Beginning with the line that contains "Each instance receives one keypoint. Put a point on the bamboo", copy each remaining line of the data below exactly.

(Referring expression pointing data)
---------------

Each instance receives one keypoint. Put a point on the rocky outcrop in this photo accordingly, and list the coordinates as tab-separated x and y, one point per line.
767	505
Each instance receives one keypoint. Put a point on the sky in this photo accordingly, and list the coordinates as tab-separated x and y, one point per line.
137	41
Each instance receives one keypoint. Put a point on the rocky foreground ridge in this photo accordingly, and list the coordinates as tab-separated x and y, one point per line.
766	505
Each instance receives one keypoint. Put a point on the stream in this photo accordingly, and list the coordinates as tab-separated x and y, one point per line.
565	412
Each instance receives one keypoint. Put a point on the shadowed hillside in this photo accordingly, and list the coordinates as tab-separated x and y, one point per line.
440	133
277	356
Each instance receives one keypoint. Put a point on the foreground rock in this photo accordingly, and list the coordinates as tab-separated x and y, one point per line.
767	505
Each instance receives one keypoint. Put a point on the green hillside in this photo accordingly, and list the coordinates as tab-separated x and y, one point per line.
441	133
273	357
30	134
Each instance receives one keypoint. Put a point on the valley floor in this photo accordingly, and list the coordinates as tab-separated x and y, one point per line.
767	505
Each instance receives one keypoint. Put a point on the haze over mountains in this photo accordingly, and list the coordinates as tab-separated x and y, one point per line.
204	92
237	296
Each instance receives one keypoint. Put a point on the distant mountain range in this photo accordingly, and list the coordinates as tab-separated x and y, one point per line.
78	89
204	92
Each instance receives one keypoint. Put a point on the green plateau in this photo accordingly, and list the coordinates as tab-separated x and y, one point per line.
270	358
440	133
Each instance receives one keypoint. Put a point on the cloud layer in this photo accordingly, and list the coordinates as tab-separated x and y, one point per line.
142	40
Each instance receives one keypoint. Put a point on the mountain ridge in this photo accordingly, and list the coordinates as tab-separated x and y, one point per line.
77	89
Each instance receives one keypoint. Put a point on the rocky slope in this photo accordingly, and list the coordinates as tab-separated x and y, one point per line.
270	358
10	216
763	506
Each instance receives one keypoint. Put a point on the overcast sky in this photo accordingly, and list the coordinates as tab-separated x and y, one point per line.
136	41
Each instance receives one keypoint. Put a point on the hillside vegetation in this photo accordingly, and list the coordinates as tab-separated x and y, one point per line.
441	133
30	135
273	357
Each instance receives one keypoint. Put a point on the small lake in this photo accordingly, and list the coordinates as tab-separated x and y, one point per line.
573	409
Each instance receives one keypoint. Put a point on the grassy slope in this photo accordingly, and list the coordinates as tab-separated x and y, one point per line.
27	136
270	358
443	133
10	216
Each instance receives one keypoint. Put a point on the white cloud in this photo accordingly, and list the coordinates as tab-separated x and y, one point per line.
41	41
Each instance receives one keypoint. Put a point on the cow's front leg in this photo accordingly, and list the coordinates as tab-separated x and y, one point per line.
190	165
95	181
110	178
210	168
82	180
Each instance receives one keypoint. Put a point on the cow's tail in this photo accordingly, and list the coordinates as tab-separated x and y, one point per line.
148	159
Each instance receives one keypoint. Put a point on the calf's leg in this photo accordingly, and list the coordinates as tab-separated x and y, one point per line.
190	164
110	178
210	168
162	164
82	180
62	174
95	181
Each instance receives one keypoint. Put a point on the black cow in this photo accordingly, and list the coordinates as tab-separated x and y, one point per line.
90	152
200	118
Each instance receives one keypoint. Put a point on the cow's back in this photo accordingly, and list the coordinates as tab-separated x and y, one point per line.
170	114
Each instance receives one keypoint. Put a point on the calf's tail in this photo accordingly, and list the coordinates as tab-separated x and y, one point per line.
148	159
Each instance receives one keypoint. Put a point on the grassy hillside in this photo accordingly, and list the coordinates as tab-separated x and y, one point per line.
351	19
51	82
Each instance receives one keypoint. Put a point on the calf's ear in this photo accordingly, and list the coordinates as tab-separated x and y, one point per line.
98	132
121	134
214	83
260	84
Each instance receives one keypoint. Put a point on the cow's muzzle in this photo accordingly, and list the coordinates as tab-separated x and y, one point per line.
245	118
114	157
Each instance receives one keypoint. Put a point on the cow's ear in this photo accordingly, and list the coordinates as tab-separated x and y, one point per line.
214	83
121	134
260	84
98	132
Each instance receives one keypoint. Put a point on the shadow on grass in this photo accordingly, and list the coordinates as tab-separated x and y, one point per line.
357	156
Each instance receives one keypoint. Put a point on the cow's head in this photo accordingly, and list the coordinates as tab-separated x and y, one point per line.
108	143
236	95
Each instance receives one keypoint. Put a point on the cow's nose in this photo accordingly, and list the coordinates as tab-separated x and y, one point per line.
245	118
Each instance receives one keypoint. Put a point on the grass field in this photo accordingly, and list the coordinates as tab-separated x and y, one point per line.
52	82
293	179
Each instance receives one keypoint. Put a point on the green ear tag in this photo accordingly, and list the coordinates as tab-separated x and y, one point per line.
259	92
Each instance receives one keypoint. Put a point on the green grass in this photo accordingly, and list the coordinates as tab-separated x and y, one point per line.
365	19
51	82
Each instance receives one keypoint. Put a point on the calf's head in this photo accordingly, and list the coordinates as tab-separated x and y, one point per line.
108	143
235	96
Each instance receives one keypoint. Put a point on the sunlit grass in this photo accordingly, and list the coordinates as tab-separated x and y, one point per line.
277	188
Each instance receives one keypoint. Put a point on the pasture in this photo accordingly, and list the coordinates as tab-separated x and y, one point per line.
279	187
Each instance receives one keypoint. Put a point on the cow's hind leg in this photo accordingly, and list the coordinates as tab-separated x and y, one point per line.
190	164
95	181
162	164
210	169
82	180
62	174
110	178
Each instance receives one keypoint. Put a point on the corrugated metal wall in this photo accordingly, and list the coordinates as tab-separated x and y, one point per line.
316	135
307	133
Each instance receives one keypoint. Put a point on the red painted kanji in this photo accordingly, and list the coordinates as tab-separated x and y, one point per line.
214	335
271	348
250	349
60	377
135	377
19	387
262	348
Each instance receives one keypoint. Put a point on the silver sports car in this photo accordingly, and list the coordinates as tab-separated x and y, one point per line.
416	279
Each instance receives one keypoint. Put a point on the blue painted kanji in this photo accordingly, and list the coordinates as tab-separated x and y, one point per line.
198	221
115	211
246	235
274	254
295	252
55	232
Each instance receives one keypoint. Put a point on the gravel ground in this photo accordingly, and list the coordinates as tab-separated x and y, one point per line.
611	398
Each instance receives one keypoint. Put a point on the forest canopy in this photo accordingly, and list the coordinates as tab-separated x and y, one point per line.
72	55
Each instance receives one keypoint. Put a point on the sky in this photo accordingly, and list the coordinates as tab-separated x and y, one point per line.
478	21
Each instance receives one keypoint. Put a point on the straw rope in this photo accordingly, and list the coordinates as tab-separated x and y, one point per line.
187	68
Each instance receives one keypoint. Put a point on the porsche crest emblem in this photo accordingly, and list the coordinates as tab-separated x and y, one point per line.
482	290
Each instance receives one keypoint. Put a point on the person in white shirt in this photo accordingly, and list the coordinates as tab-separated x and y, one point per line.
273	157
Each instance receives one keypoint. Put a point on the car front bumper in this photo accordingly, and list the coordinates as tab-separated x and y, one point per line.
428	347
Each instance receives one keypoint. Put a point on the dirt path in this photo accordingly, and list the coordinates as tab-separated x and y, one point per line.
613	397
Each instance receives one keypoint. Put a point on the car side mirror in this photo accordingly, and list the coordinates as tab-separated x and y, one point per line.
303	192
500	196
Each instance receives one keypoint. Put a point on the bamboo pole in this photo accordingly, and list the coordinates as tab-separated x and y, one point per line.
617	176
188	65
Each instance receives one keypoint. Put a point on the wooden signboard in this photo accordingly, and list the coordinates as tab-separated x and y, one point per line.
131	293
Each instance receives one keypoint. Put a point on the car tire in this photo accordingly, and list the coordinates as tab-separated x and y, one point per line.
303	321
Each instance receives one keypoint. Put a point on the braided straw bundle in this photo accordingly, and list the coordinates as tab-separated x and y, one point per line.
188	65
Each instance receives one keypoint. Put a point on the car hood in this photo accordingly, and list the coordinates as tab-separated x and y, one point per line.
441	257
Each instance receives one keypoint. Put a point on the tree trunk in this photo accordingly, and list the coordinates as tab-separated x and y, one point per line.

---------------

Exercise response -
Each instance receives one keypoint. Put a point on the bamboo pole in this photo accordingly, and list the coordinates as tab-separated x and y, one point per line.
617	176
188	65
Each instance receives one keypoint. Put a point on the wooden signboard in this photo accordingly, and list the coordinates as tab-separated x and y, one point per line.
131	293
Each instance receives one keypoint. Put a point on the car tire in this photo accordingly, and list the coordinates as tab-separated x and y, one point per line.
303	321
Each instance receives one keypoint. Put a point on the braided straw bundle in this photo accordingly, and list the coordinates as tab-separated x and y, one point per line.
188	65
Each instance receives one keypoint. Put a point on the car hood in this photo accordingly, and list the coordinates as tab-separated x and y, one point per line.
441	257
Each instance receives one keypoint. Put a point on the tree trunk in this photo accordingly, and list the coordinates as tab-separated x and y, one point per line.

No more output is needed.